Selection:
'''
Sidney Brown

Personal information
- Place of birth: Brierley Hill, England
- Height: 5 ft 8 in (1.73 m)
- Position: Goalkeeper

Senior career*
- Years: Team / Apps / (Gls)
- 1923–1927: Port Vale / 16 / (0)
- 1927: Gillingham / 8 / (0)
- West Bromwich Albion
- Congleton Town
- Dudley Town
- Total:  / 24+ / (0+)

= Sidney Brown (footballer) =

English footballer

Sidney Brown was an English footballer who played as a goalkeeper for Port Vale, Gillingham, West Bromwich Albion, Congleton Town, and Dudley Town.
'''
Material:
'''
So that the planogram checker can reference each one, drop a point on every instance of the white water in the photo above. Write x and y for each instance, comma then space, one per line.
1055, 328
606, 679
'''
Request 1:
In the page on Sidney Brown, where was he born?
Request 2:
Write the next part of the page on Sidney Brown, picking up after its last sentence.

Task response 1:
Brierley Hill, England

Task response 2:
==Career==
Brown joined Port Vale in November 1923, making his debut in a 5–1 FA Cup qualifier defeat to Wrexham at the Racecourse Ground on 1 December. He went on to play eight Second Division games in the 1923–24 season, but remained as Tommy Lonsdale's understudy. New signing Tom Fern then took the number one jersey at the Old Recreation Ground, and Brown was limited to four games in the 1924–25 and 1925–26 campaigns, before he was released at the end of the 1926–27 season. He moved on to Gillingham, West Bromwich Albion, Congleton Town and Dudley Town.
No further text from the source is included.